Assignment:
Exactly reproduce the line containing "Annotate the bridge balustrade" together with every line after it, through the end of the entries, and give nothing more.

Dataset content START

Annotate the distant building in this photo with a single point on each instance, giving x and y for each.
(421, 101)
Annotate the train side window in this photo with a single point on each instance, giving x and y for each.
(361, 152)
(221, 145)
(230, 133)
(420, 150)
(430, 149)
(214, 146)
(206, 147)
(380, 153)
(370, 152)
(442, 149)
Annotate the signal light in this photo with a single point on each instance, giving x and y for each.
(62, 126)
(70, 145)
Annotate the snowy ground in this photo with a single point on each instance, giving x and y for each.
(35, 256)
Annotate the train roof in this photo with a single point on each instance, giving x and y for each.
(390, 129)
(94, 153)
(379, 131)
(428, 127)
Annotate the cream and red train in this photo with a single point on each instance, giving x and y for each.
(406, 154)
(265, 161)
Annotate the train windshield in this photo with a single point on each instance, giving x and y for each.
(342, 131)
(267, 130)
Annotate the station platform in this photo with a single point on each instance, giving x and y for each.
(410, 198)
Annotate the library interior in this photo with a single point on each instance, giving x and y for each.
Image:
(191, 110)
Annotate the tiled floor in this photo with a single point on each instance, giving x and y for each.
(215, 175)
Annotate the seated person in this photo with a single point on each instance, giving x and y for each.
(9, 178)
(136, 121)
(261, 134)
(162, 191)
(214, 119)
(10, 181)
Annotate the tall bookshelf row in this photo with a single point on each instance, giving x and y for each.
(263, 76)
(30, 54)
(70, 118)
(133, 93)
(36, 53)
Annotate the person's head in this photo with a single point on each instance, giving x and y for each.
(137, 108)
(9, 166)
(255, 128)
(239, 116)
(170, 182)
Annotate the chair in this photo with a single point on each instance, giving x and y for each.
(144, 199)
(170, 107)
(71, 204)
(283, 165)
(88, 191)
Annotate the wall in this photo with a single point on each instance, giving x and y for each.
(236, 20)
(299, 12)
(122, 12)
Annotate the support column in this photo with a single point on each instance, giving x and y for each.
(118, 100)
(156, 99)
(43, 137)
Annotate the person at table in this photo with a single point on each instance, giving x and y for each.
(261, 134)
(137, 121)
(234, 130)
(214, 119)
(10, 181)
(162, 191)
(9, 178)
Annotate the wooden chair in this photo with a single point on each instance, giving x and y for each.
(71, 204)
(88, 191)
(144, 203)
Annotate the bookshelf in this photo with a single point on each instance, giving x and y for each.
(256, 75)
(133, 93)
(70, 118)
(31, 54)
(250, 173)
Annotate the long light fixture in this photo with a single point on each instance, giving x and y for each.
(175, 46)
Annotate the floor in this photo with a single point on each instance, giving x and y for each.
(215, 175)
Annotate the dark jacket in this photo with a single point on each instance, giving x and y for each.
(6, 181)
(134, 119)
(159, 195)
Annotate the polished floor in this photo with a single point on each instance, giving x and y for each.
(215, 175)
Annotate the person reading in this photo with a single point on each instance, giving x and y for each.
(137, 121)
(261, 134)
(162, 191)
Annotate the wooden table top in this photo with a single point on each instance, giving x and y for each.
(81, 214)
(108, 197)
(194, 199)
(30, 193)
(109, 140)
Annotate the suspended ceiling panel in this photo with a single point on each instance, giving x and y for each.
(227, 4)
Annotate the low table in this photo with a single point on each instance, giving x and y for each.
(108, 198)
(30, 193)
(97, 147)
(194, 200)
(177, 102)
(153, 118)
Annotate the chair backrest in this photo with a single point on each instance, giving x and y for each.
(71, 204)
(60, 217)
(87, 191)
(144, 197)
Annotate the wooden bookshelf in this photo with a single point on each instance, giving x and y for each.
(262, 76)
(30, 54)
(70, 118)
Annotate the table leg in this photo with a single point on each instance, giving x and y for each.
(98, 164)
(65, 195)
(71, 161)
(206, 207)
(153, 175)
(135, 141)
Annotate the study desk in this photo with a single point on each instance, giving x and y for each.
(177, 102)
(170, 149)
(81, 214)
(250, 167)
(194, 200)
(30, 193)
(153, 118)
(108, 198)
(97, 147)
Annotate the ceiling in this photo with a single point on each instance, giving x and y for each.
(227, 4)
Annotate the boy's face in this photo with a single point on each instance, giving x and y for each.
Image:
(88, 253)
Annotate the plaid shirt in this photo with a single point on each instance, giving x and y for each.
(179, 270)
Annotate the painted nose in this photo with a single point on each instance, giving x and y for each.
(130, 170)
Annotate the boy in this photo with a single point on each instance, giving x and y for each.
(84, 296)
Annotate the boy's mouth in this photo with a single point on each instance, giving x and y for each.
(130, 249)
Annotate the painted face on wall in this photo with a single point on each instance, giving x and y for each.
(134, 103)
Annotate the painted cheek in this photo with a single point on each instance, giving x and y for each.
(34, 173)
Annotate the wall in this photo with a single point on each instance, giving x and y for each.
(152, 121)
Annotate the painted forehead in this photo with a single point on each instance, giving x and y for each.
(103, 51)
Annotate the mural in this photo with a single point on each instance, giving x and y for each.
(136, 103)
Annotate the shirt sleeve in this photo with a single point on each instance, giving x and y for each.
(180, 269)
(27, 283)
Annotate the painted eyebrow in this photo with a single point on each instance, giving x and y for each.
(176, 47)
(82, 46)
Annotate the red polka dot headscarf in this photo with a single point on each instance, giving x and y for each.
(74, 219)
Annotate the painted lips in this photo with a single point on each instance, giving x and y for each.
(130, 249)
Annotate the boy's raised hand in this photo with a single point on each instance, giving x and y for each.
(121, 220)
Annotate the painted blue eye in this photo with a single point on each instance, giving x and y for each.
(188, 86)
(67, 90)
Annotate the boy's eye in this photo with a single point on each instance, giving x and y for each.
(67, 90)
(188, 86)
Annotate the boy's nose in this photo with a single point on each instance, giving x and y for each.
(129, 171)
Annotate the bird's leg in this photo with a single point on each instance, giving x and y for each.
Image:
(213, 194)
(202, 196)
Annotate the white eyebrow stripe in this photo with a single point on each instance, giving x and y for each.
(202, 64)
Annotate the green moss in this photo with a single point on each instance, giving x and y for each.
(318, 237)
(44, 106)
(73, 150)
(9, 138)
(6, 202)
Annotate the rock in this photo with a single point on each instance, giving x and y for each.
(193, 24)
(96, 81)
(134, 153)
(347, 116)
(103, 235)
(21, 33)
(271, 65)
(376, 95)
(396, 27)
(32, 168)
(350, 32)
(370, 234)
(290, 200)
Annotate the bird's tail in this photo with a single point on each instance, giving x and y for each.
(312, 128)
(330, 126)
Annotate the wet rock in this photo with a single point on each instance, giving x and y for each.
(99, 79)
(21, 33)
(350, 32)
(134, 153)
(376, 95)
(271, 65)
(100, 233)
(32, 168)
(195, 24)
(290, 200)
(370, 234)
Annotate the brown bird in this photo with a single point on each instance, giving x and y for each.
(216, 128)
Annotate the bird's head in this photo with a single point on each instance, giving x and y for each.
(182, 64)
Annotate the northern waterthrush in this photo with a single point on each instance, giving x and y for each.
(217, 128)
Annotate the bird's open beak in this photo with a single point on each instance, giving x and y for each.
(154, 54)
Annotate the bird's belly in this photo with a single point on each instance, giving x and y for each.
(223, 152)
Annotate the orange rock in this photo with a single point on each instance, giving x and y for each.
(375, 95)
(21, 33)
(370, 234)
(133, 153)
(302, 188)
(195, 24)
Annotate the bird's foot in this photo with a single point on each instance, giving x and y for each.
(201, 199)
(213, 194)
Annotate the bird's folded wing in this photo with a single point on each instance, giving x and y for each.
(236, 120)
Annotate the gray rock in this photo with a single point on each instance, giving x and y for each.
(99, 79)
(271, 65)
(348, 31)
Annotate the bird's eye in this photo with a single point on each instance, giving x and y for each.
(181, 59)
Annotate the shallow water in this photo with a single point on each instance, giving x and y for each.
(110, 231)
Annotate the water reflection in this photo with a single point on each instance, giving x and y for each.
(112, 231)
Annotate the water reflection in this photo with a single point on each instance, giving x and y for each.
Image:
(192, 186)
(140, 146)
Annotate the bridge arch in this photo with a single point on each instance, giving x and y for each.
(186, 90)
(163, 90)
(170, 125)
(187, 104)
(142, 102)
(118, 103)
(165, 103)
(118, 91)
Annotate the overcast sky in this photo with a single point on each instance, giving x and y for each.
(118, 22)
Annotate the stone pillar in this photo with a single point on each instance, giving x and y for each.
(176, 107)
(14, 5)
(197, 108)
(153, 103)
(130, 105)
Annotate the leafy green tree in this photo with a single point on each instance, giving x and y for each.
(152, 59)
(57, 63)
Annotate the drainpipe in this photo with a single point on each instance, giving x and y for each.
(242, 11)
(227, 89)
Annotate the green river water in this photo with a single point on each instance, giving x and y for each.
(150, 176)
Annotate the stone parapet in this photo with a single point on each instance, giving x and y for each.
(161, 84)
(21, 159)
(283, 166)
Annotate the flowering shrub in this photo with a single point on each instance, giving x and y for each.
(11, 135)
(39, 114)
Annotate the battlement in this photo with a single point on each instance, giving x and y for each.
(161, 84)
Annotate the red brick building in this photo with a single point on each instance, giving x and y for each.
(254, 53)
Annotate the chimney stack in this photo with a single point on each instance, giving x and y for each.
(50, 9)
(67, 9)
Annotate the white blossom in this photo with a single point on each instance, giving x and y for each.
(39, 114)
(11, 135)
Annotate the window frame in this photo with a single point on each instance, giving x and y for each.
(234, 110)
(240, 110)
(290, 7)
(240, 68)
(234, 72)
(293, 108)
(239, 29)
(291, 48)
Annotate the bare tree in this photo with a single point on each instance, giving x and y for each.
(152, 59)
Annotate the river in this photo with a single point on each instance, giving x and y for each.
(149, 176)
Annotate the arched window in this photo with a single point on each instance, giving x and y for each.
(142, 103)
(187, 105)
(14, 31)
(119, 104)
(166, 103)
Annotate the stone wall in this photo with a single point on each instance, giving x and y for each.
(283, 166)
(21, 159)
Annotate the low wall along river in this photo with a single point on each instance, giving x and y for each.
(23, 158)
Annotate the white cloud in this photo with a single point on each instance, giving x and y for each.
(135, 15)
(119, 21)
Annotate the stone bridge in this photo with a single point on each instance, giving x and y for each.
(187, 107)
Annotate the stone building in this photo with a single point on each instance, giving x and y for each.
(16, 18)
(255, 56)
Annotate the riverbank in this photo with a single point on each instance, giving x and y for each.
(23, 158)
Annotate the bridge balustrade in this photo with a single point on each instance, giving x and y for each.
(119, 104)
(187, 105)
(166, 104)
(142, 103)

Dataset content END

Your response:
Annotate the bridge balustrade in this photo with a single point on each instance, giving x and y for each.
(119, 104)
(187, 105)
(166, 104)
(142, 103)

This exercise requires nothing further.